*TEXT SEGMENT*
+---+

Fix: Never call a service synchronously from within a callback. Use call_async() and a future, or use a separate thread.
Client Server
│ │
│─── Request (goal params) ──────────────►│
│ │ (processes...)
│◄─── Response (result) ──────────────────│
│ │
│ (client unblocks, future is ready) │
Total time: one round-trip.
No intermediate feedback.
If server crashes: client times out.
Actions are for long-running goals that need: 1. An async goal request (don’t block the caller) 2. Periodic feedback while executing 3. A final result when done 4. The ability to cancel mid-execution
Nav2’s NavigateToPose is an action. The robot might take 30 seconds to navigate — you don’t want a blocking service call for that.
Client ──── GoalRequest ────────────────────────────────────► Server
Client ◄─── GoalResponse (accepted/rejected) ─────────────── Server
Client ◄─── FeedbackMessage (current_pose, ETA...) ────────── Server (repeated)
Client ──── CancelGoalRequest ──────────────────────────────► Server (optional)
Client ◄─── GetResultResponse (final result / error code) ─── Server (once)
The action interface (.action file) defines three sections:
# Goal
geometry_msgs/PoseStamped pose
---
# Result
std_msgs/Empty result
---
# Feedback
geometry_msgs/PoseStamped current_pose
float32 navigation_time
# Cancel an in-progress goal:
cancel_future = goal_handle.cancel_goal_async()
rclpy.spin_until_future_complete(node, cancel_future)
# On the server side, implement cancel handling:
def cancel_callback(self, goal_handle):
self.get_logger().info('Received cancel request')
return CancelResponse.ACCEPT # or REJECT
Key insight: Not all action servers honour cancellation. If cancel_callback returns REJECT, the goal continues. Nav2’s NavigateToPose server accepts cancellations and stops the robot.
# Action: count from 0 to N, publishing feedback each second
class CounterActionServer(Node):
def __init__(self):
super().__init__('counter_server')
self._server = ActionServer(
self,
CountTo, # action type
'count_to', # action name
self.execute_callback)
async def execute_callback(self, goal_handle):
n = goal_handle.request.target # e.g. 10
feedback = CountTo.Feedback()
for i in range(n):
feedback.current_count = i
goal_handle.publish_feedback(feedback)
await asyncio.sleep(1.0) # 1 second per step
if goal_handle.is_cancel_requested:
goal_handle.canceled()
return CountTo.Result(final_count=i)
goal_handle.succeed()
result = CountTo.Result()
result.final_count = n
return result
Step by step:
1. Server accepts goal → extracts request.target
2. Loop: publish feedback every iteration
3. Check for cancellation every loop iteration
4. On loop completion: call succeed(), return Result
Client Server
│ │
│─── GoalRequest {target: 10} ────────────────►│
│◄── GoalResponse {accepted: true} ────────────│
│ │ (executing loop)
│◄── Feedback {current_count: 0} ──────────────│
│◄── Feedback {current_count: 1} ──────────────│
│ ... │
│◄── Feedback {current_count: 9} ──────────────│
│◄── Result {final_count: 10, status: SUCCEEDED}│
│ │
(Client's future is now ready)

+---+

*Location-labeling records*
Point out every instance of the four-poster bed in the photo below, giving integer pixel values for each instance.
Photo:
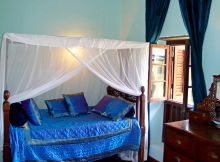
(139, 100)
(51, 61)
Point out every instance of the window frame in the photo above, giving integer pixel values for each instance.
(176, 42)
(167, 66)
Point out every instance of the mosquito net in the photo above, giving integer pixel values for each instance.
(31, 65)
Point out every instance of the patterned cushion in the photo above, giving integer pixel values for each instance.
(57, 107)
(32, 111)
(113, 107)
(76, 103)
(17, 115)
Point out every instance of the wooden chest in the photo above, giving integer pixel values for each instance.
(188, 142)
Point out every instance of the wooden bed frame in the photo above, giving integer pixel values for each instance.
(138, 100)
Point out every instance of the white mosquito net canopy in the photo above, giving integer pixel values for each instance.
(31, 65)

+---+

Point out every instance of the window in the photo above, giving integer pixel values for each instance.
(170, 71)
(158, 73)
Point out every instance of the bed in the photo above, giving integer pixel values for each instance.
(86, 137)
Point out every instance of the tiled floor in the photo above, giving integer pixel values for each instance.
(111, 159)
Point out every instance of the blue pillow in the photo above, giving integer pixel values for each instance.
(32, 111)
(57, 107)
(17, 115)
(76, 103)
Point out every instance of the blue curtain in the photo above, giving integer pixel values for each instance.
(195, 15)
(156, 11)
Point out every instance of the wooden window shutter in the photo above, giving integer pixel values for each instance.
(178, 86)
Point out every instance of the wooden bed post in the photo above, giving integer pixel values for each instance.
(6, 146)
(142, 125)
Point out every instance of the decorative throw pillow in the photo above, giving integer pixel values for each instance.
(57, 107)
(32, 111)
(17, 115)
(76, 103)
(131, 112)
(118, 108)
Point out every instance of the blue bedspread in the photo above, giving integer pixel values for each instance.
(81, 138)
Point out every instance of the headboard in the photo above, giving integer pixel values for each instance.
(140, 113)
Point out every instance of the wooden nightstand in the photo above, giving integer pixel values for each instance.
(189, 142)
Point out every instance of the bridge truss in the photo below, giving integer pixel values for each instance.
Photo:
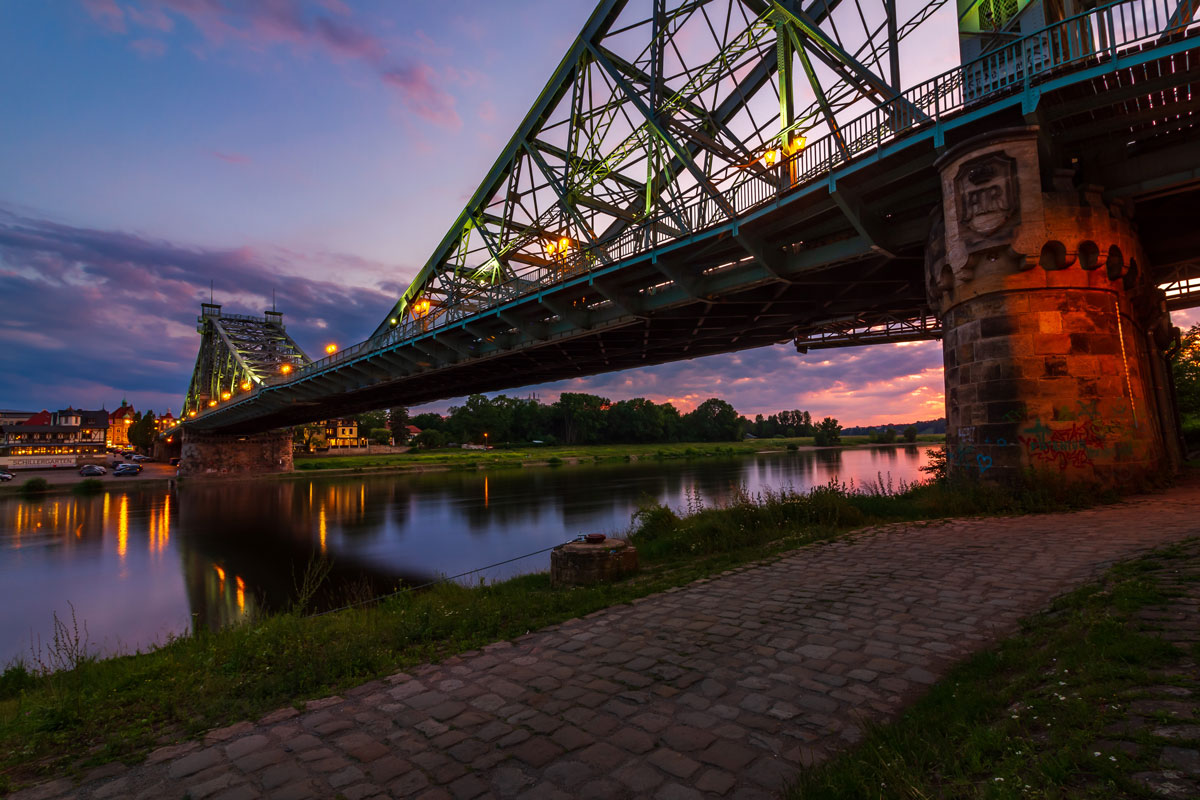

+---+

*BRIEF*
Rename "cancel_future" to "cancel_request_future" in the text on service and action calls, and write out the passage from "Client ◄─── GetResultResponse" to "rclpy.spin_until_future_complete(node, cancel_future)". This location-labeling data is separate material, unrelated to the text.

*ANSWER FOR THE TASK*
Client ◄─── GetResultResponse (final result / error code) ─── Server (once)
The action interface (.action file) defines three sections:
# Goal
geometry_msgs/PoseStamped pose
---
# Result
std_msgs/Empty result
---
# Feedback
geometry_msgs/PoseStamped current_pose
float32 navigation_time
# Cancel an in-progress goal:
cancel_request_future = goal_handle.cancel_goal_async()
rclpy.spin_until_future_complete(node, cancel_request_future)